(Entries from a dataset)
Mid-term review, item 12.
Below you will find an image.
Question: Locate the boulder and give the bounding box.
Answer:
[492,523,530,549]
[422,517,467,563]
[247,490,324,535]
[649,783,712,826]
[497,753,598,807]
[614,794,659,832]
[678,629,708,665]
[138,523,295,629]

--

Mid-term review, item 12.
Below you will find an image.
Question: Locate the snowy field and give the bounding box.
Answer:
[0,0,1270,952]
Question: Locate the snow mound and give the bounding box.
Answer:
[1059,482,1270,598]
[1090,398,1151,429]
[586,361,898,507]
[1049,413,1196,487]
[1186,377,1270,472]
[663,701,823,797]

■ **Problem to solve**: Extract each line in the records above that contains the word "Question".

■ **Solution to this task**:
Question: Locate the boulder and give the bounding box.
Question: Locate the snowy field and give the bounding box.
Question: Locate the snow mound and give the bounding box.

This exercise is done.